Raw data START

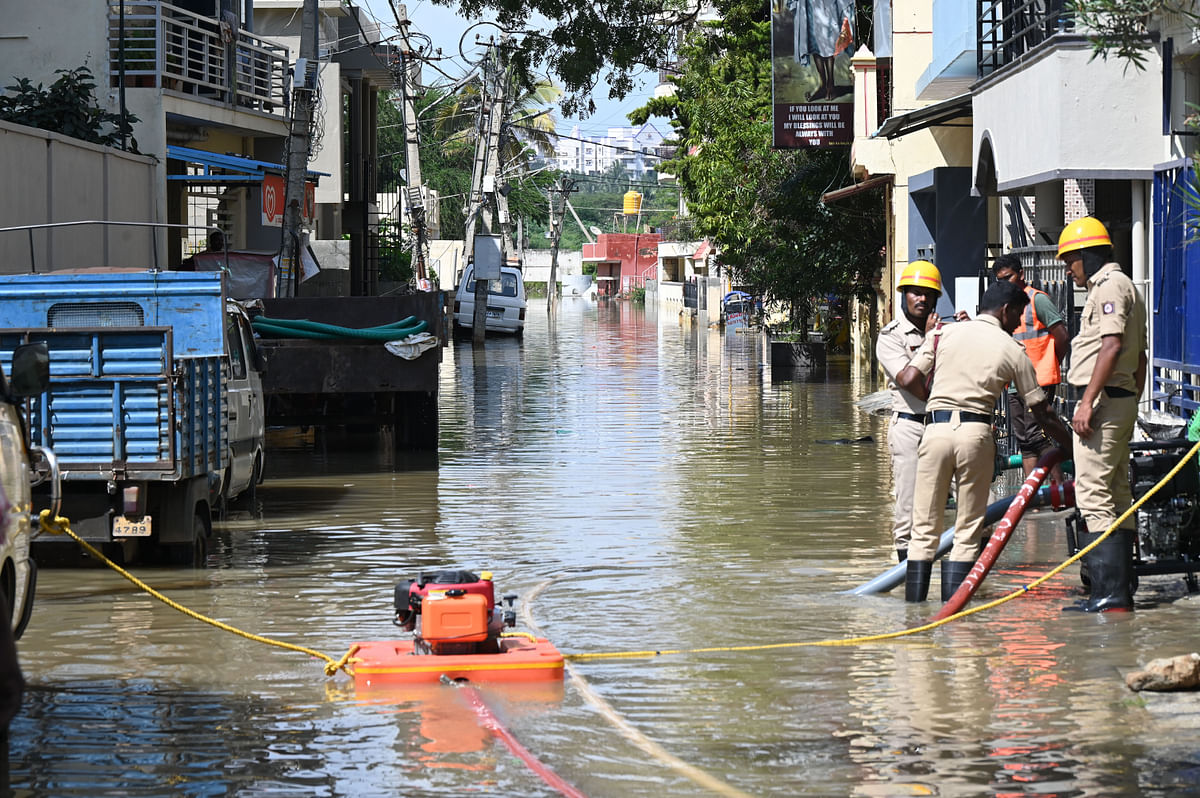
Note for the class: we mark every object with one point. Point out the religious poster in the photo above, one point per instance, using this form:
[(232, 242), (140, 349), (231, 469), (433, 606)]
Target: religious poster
[(813, 82)]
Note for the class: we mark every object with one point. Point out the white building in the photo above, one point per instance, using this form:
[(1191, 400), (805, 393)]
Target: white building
[(636, 149)]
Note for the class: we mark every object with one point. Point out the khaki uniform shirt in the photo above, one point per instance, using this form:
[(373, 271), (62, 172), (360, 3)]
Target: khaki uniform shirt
[(895, 347), (972, 364), (1113, 307)]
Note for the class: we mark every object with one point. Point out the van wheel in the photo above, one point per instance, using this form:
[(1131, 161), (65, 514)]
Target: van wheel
[(27, 611)]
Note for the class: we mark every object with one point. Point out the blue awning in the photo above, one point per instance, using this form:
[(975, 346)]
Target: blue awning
[(229, 168)]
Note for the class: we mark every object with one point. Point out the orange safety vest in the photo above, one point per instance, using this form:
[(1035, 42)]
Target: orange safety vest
[(1038, 342)]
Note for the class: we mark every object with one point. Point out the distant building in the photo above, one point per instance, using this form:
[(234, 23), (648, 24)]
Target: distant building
[(636, 149)]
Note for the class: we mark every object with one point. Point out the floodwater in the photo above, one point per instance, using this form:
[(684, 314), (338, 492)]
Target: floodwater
[(652, 485)]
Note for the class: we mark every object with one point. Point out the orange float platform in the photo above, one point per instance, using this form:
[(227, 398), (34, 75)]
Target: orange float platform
[(393, 661)]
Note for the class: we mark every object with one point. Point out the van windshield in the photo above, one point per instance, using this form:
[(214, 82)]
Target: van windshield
[(507, 286)]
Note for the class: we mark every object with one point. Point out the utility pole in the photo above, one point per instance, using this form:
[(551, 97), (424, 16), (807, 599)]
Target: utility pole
[(417, 192), (304, 94), (565, 186), (484, 178)]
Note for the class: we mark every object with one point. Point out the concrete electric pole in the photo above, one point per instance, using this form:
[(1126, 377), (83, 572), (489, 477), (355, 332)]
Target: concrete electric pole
[(417, 191), (564, 187), (484, 189), (304, 96)]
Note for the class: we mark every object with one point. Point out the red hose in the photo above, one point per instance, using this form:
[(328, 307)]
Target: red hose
[(1061, 498), (491, 723)]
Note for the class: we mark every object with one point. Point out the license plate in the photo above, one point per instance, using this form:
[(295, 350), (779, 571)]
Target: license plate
[(125, 528)]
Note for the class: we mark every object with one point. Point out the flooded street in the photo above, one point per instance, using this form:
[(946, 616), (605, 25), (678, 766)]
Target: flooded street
[(657, 489)]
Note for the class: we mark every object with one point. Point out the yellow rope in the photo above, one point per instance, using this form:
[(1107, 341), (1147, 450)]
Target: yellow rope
[(915, 630), (61, 526)]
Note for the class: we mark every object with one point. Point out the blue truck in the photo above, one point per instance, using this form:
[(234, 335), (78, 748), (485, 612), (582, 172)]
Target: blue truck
[(138, 407)]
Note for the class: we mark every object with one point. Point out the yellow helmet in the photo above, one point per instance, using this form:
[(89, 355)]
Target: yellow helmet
[(922, 274), (1083, 233)]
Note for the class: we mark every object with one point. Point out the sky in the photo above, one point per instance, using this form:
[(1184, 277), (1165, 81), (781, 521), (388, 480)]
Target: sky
[(445, 28)]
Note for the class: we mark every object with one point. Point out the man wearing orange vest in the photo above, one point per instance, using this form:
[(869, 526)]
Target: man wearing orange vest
[(1044, 336)]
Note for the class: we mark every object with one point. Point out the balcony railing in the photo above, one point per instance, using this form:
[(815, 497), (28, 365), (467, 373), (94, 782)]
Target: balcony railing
[(172, 48), (1008, 29)]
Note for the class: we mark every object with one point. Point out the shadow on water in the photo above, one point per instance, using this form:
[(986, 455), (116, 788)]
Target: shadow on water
[(678, 493)]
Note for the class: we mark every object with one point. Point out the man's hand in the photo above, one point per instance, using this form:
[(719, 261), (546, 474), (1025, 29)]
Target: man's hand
[(1081, 423), (1053, 425)]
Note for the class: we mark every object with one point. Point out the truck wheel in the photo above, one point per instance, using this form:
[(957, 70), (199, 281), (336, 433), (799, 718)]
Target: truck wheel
[(195, 553)]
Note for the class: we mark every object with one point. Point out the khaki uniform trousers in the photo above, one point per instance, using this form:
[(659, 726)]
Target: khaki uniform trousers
[(1102, 463), (904, 439), (965, 453)]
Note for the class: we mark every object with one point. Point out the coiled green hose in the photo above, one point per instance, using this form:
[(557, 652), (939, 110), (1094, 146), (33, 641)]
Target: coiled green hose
[(317, 330)]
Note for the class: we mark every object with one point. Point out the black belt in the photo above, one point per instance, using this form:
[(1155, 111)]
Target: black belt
[(946, 417)]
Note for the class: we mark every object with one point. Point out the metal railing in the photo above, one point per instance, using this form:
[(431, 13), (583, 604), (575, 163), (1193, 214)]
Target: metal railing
[(1008, 29), (175, 49)]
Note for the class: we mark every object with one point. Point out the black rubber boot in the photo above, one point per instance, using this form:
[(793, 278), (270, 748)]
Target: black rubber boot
[(953, 573), (1110, 570), (916, 582)]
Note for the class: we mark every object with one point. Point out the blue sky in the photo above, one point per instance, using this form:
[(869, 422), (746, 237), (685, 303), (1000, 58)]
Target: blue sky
[(445, 27)]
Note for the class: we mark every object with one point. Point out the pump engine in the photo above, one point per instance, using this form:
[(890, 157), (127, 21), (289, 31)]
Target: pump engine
[(453, 612), (1169, 523)]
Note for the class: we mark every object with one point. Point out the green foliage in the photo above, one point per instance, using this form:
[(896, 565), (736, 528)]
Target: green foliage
[(69, 107), (1120, 27), (761, 207), (395, 258), (617, 39)]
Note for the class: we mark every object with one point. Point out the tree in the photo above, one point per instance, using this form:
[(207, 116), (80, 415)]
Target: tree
[(615, 37), (448, 130), (1120, 28), (762, 208), (69, 107)]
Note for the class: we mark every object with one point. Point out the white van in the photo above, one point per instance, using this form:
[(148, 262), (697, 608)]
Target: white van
[(18, 575), (505, 301), (244, 394)]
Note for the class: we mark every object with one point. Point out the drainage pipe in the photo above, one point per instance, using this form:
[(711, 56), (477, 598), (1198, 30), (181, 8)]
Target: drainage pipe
[(1056, 496), (1002, 532)]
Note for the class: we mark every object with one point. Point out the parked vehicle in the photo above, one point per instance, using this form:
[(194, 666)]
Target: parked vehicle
[(505, 301), (737, 310), (154, 405), (18, 574)]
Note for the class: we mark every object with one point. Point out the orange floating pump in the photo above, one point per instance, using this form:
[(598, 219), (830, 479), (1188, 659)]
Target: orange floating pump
[(457, 633)]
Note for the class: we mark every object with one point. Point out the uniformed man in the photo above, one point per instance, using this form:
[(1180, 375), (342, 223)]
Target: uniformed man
[(921, 286), (1108, 363), (970, 363), (1043, 333)]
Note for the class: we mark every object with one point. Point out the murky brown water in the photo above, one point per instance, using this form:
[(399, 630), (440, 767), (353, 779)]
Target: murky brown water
[(677, 496)]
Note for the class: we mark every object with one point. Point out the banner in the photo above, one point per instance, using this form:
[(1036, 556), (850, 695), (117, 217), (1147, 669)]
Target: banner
[(274, 189), (811, 78)]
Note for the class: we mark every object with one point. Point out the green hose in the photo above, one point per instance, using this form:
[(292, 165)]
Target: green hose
[(317, 330)]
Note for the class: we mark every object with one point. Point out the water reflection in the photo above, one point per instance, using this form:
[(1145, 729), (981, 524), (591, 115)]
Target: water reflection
[(679, 495)]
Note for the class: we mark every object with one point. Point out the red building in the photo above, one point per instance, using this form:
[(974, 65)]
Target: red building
[(623, 261)]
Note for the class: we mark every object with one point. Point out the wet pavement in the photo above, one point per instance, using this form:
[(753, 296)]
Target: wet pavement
[(657, 487)]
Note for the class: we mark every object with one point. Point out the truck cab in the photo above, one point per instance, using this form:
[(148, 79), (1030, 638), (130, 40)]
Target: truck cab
[(18, 574)]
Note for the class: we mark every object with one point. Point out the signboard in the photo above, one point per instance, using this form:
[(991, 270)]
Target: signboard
[(813, 82), (487, 257), (274, 190)]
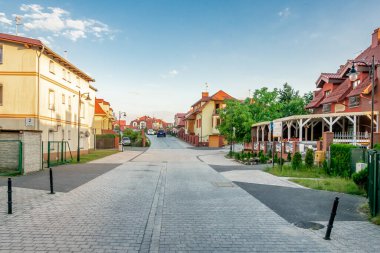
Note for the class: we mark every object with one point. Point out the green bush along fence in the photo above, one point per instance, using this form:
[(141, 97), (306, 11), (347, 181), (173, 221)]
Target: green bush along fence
[(374, 181), (11, 155)]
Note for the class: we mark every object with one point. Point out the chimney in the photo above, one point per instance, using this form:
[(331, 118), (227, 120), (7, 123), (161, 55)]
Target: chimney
[(204, 94), (375, 38)]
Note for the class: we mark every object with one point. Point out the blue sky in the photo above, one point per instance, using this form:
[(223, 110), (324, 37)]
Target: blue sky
[(154, 57)]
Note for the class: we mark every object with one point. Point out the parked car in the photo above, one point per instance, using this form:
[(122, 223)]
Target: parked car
[(126, 141), (161, 133)]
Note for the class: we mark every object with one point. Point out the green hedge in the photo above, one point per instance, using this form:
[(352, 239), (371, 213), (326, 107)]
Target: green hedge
[(105, 136), (340, 155)]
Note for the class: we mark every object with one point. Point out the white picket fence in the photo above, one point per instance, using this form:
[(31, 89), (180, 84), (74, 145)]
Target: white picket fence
[(349, 137)]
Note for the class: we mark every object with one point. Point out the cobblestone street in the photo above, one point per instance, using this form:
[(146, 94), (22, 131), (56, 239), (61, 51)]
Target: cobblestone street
[(163, 200)]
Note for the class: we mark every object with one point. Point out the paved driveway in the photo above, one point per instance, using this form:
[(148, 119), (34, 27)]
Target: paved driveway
[(164, 200)]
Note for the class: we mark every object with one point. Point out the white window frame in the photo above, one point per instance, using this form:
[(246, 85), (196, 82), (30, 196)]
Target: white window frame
[(51, 101), (1, 54), (1, 94), (51, 67)]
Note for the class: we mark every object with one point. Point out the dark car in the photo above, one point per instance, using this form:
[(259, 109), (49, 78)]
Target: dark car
[(161, 133)]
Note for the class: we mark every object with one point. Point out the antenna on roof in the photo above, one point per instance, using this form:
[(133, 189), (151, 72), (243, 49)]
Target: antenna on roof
[(18, 23)]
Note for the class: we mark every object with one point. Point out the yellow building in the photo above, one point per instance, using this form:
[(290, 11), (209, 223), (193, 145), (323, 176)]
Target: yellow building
[(104, 117), (40, 90), (203, 118)]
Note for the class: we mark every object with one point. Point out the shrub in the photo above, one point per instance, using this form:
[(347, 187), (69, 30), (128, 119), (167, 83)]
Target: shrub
[(361, 179), (309, 158), (289, 157), (263, 159), (275, 158), (297, 161), (269, 153), (341, 159)]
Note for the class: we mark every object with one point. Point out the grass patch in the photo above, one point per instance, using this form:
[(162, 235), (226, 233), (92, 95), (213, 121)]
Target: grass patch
[(95, 154), (365, 210), (288, 171), (331, 184)]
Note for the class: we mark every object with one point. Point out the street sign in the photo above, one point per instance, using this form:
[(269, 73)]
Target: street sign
[(29, 122), (277, 129)]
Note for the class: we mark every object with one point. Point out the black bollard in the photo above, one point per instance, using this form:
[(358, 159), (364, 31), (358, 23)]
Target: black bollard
[(51, 182), (9, 196), (332, 217)]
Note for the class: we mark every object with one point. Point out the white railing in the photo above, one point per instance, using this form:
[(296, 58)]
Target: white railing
[(349, 137)]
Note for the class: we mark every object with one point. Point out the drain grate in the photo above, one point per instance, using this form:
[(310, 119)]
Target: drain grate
[(223, 184), (308, 225)]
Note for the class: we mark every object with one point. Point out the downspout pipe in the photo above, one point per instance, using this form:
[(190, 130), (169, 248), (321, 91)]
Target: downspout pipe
[(39, 53)]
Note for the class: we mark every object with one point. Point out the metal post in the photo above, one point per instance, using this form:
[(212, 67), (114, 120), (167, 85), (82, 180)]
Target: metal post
[(9, 196), (78, 149), (372, 96), (51, 182), (332, 217)]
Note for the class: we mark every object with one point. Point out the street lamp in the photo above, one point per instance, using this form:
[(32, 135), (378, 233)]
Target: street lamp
[(120, 115), (80, 95), (353, 75)]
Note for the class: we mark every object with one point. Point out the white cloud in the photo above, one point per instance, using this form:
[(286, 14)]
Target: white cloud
[(59, 22), (284, 13), (4, 19)]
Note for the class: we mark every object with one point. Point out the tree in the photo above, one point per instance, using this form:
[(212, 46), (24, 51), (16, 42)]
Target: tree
[(236, 115)]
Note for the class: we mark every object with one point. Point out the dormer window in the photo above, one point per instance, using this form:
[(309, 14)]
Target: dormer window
[(355, 84)]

Raw data END

Problem:
Repeat, word for word, the lines above between the line holding "[(957, 70), (199, 281), (336, 433), (799, 718)]" and the line holding "the black rubber", inclusive; omit everything else.

Your response:
[(957, 70), (199, 281), (336, 433), (799, 718)]
Target: truck wheel
[(195, 553)]
Note for the class: we mark every object with one point. Point out the khaki uniform trousers in the photo above, one point per instance, using this form:
[(659, 726)]
Target: khaki uniform trousers
[(1102, 463), (904, 439), (965, 453)]
Note for the class: we mark every object with one point. Point out the coiled green hose in the photo above, one point per instance, using this form:
[(557, 652), (939, 110), (1094, 146), (33, 641)]
Target: coiled green hose
[(317, 330)]
Note for the class: we mark every object with one point. Point out the black belt in the photo above, one point per instance, using this form:
[(1155, 111)]
Target: black belt
[(946, 417)]
Note for the class: we mark every object with one point. Point out the metal railing in the photo above, one point per instance, using this form:
[(431, 13), (583, 604), (575, 163), (1193, 214)]
Target: metal railing
[(1008, 29), (175, 49)]
Note for the class: we mark every object with one point. Point out the black rubber boot in the photo above, one point per instance, using this form:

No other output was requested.